Diese Menschen sind dann wie Sand im institutionellen Getriebe. Und werden behandelt wie solcher: wegkehren, übersehen, möglichst nicht drüber reden.

Akt IV: Der Rückbau als Konzept

Was tut man mit einer Abteilung, in der die Klienten anfangen, eigene Ideen zu entwickeln? In der Fragen nach Urheberrecht, Sicherheitsstandards oder Zielvereinbarungen gestellt werden?

Richtig. Man räumt auf. Oder besser: ab.

  • Technische Ausstattung? ⇨ Reduziert.
  • Fachliche Diskussionen? ⇨ Ersetzt durch Ansagen.
  • Partizipation? ⇨ Wurde bei Gelegenheit aus dem Word-Dokument gelöscht.

Akt V: Das Gas im Lighting

Die Grenze zwischen „Du bildest dir da was ein“ und „Das hast du falsch verstanden“ war in der Rheinwerkstatt nie besonders dick.

§ Aufgabenstellung
Wie lautet der Abschnitt des Dokuments von „Was tut man“ bis einschließlich „Ersetzt durch Ansagen.“, wenn du darin „Abteilung“ durch „Einrichtung“ ersetzt?

§ Einträge
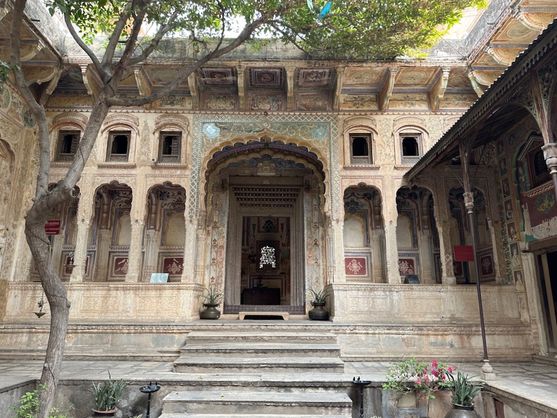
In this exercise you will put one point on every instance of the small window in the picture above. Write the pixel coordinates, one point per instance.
(68, 141)
(360, 149)
(170, 146)
(118, 146)
(410, 148)
(538, 168)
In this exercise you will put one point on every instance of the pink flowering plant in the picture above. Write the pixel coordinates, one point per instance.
(423, 378)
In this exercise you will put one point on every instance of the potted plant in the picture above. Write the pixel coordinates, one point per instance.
(410, 377)
(464, 391)
(107, 394)
(319, 300)
(211, 300)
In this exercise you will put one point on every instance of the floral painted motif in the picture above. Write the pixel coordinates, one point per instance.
(355, 266)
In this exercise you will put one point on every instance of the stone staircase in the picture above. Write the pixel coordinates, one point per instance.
(258, 352)
(262, 373)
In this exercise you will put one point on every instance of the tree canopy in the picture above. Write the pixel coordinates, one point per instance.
(350, 29)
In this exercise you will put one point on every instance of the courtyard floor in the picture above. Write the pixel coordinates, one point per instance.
(534, 381)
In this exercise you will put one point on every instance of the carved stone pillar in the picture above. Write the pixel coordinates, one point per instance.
(550, 154)
(80, 250)
(83, 216)
(150, 259)
(135, 254)
(377, 268)
(137, 219)
(57, 245)
(442, 215)
(103, 249)
(338, 250)
(190, 251)
(426, 256)
(391, 250)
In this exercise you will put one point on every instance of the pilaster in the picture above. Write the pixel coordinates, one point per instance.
(84, 214)
(80, 250)
(441, 215)
(426, 262)
(390, 216)
(135, 254)
(377, 268)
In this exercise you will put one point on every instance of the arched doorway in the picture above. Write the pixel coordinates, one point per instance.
(264, 203)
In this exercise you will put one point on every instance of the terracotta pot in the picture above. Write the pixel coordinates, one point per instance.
(407, 400)
(460, 411)
(107, 413)
(210, 312)
(318, 313)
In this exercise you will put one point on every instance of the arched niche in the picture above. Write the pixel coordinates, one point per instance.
(363, 234)
(109, 240)
(417, 237)
(461, 234)
(165, 231)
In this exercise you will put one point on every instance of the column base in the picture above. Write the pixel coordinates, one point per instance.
(448, 280)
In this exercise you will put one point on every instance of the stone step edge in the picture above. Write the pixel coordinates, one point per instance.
(254, 361)
(256, 415)
(219, 333)
(260, 345)
(251, 397)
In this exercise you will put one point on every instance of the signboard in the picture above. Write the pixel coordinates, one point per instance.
(159, 277)
(463, 253)
(52, 227)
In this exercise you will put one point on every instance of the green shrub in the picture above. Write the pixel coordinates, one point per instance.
(107, 393)
(28, 405)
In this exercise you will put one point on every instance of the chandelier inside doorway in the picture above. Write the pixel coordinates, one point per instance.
(267, 257)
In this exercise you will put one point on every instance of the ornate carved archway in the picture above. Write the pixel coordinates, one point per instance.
(265, 196)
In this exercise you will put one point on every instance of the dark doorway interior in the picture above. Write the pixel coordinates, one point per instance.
(265, 260)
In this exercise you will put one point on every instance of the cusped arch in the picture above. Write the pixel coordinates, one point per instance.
(261, 144)
(171, 122)
(76, 121)
(121, 120)
(360, 122)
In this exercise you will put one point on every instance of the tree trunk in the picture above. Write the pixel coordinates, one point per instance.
(56, 295)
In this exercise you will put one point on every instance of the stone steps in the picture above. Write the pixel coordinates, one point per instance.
(260, 373)
(249, 364)
(248, 415)
(250, 403)
(235, 351)
(263, 336)
(194, 349)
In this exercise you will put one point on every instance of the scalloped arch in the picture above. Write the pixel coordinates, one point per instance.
(178, 122)
(77, 120)
(114, 120)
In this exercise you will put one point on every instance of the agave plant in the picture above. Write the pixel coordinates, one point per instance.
(464, 389)
(107, 393)
(211, 296)
(319, 297)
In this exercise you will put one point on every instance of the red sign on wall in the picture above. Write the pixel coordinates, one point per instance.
(464, 253)
(52, 227)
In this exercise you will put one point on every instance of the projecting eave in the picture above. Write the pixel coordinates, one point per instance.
(502, 93)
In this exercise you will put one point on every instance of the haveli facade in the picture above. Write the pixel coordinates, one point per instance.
(267, 174)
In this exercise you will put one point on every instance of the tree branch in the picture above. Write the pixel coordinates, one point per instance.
(163, 30)
(85, 48)
(115, 36)
(36, 109)
(184, 73)
(130, 44)
(287, 35)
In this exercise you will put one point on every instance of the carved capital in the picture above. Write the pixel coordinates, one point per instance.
(550, 154)
(468, 201)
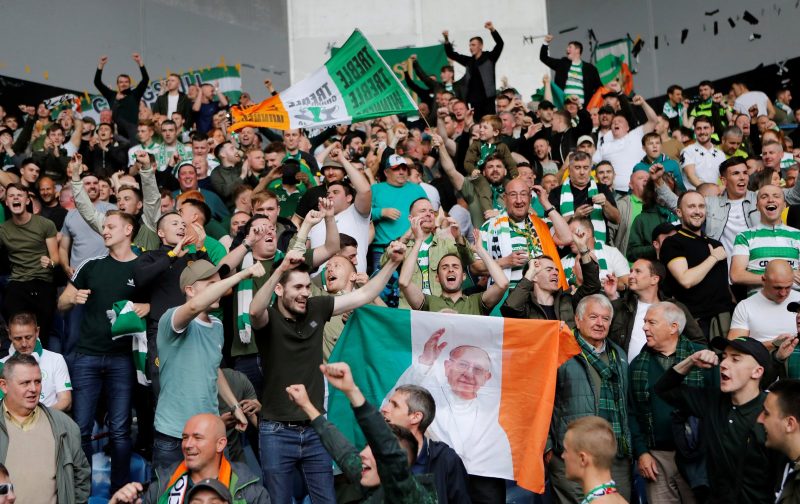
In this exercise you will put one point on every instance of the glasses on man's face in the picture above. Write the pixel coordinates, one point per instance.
(463, 366)
(519, 195)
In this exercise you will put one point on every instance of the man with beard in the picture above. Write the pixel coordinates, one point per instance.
(740, 467)
(697, 268)
(754, 248)
(106, 154)
(30, 243)
(125, 102)
(290, 336)
(484, 193)
(50, 207)
(701, 160)
(451, 274)
(230, 174)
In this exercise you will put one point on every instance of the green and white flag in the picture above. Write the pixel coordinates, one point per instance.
(354, 85)
(610, 57)
(125, 322)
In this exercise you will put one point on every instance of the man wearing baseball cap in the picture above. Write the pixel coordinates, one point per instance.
(189, 351)
(740, 467)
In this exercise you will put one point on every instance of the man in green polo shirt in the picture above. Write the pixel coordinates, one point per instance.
(450, 275)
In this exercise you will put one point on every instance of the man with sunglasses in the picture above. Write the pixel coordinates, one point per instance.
(391, 201)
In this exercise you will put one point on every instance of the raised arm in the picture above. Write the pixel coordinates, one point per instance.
(213, 292)
(94, 217)
(462, 59)
(140, 89)
(411, 291)
(359, 181)
(107, 93)
(544, 55)
(563, 235)
(652, 117)
(370, 291)
(689, 277)
(494, 293)
(449, 167)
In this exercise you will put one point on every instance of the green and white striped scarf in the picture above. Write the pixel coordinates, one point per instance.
(567, 208)
(244, 296)
(568, 263)
(487, 149)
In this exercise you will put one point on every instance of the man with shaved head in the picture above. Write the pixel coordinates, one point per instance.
(754, 248)
(203, 444)
(763, 316)
(467, 399)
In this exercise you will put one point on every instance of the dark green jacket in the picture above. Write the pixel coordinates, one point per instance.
(575, 395)
(640, 242)
(661, 429)
(740, 466)
(398, 485)
(521, 302)
(625, 316)
(73, 472)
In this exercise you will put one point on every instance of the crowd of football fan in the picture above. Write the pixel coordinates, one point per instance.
(667, 240)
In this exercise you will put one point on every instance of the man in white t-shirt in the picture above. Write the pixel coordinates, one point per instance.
(746, 99)
(622, 147)
(352, 205)
(764, 316)
(23, 331)
(700, 161)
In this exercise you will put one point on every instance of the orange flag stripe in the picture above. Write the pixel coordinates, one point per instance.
(532, 352)
(270, 113)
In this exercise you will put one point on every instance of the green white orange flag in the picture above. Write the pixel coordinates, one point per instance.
(493, 380)
(354, 85)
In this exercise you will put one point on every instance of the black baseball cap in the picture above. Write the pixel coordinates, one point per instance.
(746, 345)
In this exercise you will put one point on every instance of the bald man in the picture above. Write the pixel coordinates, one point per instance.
(204, 441)
(763, 316)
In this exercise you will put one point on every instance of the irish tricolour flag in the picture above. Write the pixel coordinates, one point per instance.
(493, 380)
(355, 85)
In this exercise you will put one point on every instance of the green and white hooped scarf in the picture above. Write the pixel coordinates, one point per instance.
(487, 149)
(567, 208)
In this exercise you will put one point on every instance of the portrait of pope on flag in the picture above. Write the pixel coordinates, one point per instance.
(465, 385)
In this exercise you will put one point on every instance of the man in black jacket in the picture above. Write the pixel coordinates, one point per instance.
(573, 76)
(124, 103)
(173, 100)
(478, 83)
(413, 407)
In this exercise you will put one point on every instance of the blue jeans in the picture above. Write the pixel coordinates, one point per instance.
(167, 451)
(285, 450)
(112, 375)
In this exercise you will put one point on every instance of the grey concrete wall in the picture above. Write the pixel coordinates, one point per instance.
(64, 38)
(703, 55)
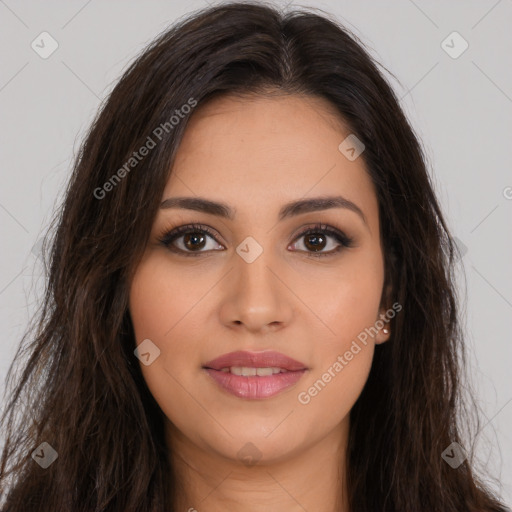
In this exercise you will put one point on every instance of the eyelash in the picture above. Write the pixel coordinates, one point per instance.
(170, 236)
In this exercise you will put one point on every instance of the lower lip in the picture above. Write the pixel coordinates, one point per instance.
(255, 387)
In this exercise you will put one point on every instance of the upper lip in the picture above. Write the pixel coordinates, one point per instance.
(255, 360)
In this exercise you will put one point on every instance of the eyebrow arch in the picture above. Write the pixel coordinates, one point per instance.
(288, 210)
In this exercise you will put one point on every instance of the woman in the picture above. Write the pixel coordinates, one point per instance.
(250, 303)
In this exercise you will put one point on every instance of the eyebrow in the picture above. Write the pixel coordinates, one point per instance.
(288, 210)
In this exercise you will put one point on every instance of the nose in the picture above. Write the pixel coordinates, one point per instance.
(256, 295)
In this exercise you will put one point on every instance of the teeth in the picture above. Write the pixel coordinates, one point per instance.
(249, 372)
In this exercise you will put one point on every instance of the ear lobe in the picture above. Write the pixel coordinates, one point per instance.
(383, 335)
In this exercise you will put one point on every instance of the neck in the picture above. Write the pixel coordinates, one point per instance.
(310, 479)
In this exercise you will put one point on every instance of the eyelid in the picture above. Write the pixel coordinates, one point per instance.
(171, 234)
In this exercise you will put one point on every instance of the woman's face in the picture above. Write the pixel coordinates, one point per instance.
(255, 285)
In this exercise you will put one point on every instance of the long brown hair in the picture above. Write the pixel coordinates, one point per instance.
(81, 389)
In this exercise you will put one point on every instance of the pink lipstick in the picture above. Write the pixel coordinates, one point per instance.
(255, 375)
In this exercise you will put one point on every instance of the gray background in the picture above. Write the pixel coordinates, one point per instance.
(460, 107)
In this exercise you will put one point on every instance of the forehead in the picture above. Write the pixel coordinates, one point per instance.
(265, 151)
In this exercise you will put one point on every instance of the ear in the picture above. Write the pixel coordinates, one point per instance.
(382, 321)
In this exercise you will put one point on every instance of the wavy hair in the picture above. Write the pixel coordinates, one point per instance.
(81, 389)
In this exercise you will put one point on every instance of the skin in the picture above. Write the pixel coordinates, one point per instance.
(256, 154)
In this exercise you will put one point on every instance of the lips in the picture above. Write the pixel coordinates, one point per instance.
(255, 375)
(246, 359)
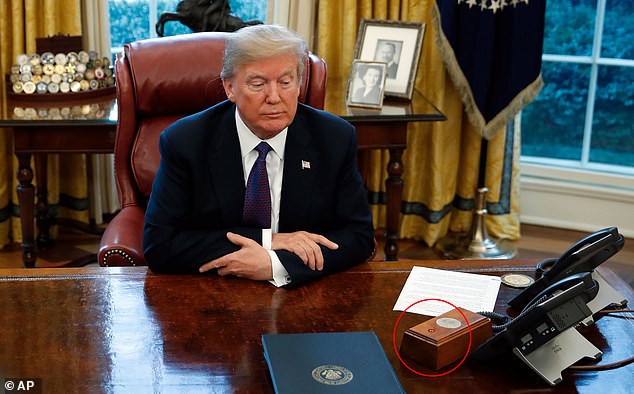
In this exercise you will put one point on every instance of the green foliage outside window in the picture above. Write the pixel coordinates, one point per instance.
(553, 125)
(130, 19)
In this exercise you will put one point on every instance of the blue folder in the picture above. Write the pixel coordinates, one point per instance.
(336, 362)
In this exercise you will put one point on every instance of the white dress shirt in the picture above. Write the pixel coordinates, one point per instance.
(275, 169)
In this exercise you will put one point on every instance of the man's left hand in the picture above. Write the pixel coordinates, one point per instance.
(252, 261)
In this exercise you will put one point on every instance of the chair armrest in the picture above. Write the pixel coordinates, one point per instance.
(122, 242)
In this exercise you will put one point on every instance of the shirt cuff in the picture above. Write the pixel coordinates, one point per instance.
(280, 275)
(267, 238)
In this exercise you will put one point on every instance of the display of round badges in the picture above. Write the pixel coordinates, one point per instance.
(61, 59)
(517, 280)
(53, 87)
(18, 87)
(80, 72)
(41, 88)
(47, 58)
(75, 86)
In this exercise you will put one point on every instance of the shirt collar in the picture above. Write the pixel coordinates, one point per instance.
(248, 140)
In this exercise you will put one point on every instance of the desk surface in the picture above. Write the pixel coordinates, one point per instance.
(129, 330)
(96, 111)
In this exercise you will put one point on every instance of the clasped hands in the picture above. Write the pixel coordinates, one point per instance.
(252, 261)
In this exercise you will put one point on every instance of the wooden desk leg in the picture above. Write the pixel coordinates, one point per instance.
(394, 189)
(26, 198)
(42, 220)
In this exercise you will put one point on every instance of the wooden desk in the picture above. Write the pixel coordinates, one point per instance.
(386, 128)
(41, 127)
(129, 330)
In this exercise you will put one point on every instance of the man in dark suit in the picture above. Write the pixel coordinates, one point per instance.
(386, 52)
(317, 220)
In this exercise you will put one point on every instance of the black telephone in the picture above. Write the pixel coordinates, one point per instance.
(583, 256)
(552, 306)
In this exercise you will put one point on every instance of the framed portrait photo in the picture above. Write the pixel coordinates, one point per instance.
(398, 45)
(366, 84)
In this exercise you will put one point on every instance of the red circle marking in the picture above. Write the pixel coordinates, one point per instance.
(418, 372)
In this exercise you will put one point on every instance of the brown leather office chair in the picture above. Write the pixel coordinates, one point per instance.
(158, 82)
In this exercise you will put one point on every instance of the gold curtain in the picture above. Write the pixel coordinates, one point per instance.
(442, 158)
(22, 22)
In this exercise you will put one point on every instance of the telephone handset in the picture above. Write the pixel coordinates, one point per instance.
(583, 256)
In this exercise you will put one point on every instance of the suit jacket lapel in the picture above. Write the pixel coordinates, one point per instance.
(225, 163)
(298, 184)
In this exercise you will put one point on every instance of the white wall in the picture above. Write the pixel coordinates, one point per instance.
(577, 200)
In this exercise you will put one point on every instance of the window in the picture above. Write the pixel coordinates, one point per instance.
(584, 117)
(132, 20)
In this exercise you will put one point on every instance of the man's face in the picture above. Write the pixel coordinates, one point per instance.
(266, 94)
(371, 76)
(386, 53)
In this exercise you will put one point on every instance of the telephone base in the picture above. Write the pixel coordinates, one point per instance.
(558, 354)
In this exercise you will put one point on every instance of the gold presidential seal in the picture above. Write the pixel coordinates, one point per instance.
(334, 375)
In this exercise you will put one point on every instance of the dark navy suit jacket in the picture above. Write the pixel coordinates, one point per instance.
(198, 193)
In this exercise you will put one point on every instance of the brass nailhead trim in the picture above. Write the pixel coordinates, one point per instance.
(120, 252)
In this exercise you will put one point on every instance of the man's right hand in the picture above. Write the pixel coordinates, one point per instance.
(305, 245)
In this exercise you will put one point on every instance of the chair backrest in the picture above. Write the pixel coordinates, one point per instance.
(161, 80)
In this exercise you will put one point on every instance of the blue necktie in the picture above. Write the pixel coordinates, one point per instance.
(257, 199)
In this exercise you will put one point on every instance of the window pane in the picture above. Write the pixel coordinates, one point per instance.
(129, 21)
(569, 27)
(552, 125)
(249, 9)
(618, 30)
(171, 28)
(613, 123)
(243, 9)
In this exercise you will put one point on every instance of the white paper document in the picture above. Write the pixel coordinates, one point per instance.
(473, 292)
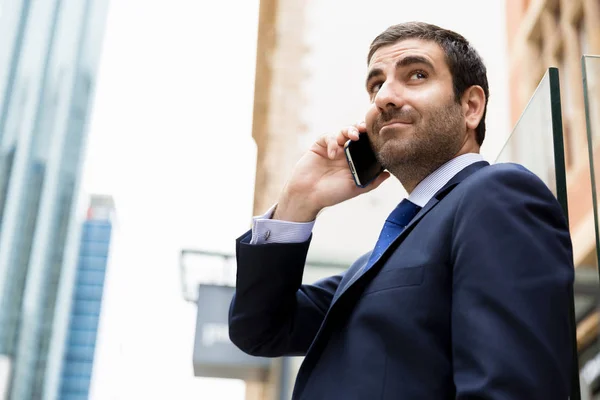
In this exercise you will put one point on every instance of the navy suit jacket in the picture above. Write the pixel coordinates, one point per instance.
(470, 302)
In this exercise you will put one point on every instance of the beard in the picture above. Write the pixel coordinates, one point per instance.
(412, 152)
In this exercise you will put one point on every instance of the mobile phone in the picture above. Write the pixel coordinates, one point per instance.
(362, 161)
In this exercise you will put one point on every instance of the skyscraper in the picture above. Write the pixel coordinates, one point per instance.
(49, 52)
(80, 342)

§ Antwort
Was tut man mit einer Einrichtung, in der die Klienten anfangen, eigene Ideen zu entwickeln? In der Fragen nach Urheberrecht, Sicherheitsstandards oder Zielvereinbarungen gestellt werden?

Richtig. Man räumt auf. Oder besser: ab.

  • Technische Ausstattung? ⇨ Reduziert.
  • Fachliche Diskussionen? ⇨ Ersetzt durch Ansagen.